Saved data entries -
-*-*-

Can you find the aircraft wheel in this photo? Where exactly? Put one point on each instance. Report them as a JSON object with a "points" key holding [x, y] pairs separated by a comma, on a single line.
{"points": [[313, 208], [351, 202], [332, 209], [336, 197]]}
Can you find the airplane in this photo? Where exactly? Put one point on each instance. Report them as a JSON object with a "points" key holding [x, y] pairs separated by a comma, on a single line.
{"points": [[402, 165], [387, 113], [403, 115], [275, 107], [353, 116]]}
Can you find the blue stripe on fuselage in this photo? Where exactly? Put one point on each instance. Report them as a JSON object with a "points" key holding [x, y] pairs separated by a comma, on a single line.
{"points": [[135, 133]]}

-*-*-

Challenge -
The records above must be repeated exactly, every one of them.

Exercise output -
Can you find the aircraft wheel in this photo? Where exactly? Put one point on each instance. Report them as a JSON object with a "points" key holding [x, y] pairs separated by a comma, on a single line.
{"points": [[313, 208], [351, 202], [332, 209], [336, 197]]}
Can you find the airplane in this photo? Where exactly? Put one point on each instance. Report them as a JSON object with a "points" key holding [x, y] pairs separated by a comma, on a single line.
{"points": [[402, 165], [387, 113], [403, 115], [275, 107], [353, 116]]}
Can you find the blue stripe on fuselage in this photo? Where exactly? Put one point on each instance. Report them as a JSON object with a "points" key holding [x, y] pairs separated by a comma, on a single line.
{"points": [[135, 133]]}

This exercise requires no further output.